WHAT TO WORK ON: List every line in the material that contains the string "person", copying each one in full. Matching is case-sensitive.

[Stored data]
....................

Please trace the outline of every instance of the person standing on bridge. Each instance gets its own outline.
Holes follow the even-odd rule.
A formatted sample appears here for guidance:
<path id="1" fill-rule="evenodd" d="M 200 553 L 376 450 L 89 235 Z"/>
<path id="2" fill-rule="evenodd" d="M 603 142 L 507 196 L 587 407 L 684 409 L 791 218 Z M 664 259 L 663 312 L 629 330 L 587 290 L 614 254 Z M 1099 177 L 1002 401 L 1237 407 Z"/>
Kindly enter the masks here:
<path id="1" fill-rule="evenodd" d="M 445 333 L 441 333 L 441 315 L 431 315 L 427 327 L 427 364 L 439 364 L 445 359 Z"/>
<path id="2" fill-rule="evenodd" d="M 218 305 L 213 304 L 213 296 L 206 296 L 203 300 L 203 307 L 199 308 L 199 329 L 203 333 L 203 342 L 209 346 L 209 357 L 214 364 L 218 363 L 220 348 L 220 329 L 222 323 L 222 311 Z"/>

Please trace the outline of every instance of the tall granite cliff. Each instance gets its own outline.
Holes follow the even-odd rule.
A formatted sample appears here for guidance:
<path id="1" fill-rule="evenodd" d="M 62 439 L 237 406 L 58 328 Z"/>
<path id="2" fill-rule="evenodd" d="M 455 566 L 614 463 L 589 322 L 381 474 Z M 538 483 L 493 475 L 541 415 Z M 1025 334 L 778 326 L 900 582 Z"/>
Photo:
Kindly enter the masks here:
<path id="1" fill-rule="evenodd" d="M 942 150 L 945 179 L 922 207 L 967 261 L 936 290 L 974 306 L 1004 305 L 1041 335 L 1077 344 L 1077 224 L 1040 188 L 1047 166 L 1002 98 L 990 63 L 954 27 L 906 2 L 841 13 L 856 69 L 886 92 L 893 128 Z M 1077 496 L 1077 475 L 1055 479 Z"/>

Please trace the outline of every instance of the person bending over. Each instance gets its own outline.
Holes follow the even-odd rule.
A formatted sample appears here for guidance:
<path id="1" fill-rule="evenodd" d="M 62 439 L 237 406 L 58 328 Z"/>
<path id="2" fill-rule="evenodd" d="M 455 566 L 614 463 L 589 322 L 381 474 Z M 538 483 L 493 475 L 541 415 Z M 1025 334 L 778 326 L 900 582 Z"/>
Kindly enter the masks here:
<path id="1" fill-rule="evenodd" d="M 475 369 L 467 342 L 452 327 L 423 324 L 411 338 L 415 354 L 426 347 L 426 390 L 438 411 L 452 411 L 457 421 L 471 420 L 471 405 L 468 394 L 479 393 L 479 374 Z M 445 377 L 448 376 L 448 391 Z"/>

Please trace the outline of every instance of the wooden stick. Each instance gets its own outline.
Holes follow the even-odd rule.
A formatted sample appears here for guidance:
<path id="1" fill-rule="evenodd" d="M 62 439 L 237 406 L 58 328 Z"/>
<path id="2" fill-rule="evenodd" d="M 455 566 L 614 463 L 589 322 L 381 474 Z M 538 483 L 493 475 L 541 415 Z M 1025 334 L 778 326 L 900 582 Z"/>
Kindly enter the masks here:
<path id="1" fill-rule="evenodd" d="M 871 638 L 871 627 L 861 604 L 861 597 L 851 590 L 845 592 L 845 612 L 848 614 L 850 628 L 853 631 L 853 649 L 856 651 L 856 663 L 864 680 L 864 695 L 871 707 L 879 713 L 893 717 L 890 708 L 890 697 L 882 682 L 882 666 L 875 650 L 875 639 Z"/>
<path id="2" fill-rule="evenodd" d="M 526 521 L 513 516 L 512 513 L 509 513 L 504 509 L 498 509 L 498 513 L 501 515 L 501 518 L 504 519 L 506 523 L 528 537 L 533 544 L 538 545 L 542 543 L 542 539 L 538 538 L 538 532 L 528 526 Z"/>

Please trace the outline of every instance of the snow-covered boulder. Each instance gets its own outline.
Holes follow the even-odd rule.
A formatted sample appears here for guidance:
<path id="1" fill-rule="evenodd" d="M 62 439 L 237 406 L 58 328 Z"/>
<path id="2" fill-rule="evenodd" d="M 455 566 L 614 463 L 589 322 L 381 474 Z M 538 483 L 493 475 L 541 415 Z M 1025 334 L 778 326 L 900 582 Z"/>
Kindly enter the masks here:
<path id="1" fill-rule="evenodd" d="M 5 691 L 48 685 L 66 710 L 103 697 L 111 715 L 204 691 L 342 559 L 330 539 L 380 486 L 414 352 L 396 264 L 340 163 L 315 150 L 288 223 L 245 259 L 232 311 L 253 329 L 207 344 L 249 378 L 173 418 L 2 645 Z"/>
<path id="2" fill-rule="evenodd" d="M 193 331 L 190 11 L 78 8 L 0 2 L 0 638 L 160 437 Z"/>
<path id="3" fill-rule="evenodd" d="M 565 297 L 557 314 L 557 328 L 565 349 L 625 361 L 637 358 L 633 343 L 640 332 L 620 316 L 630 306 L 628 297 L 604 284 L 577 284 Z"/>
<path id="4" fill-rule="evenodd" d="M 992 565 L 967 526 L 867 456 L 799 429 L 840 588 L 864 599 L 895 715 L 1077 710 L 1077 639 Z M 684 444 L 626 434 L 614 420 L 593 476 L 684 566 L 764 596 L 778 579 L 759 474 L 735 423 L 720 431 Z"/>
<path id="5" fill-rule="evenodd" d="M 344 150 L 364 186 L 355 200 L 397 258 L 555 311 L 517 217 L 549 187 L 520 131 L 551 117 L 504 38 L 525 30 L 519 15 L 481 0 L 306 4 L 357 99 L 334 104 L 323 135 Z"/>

....................

TASK OUTPUT:
Please trace the outline of every instance of the person standing on bridge. Each instance gets its own outline.
Please trace the outline of every instance of the person bending over. Each instance gets its own outline.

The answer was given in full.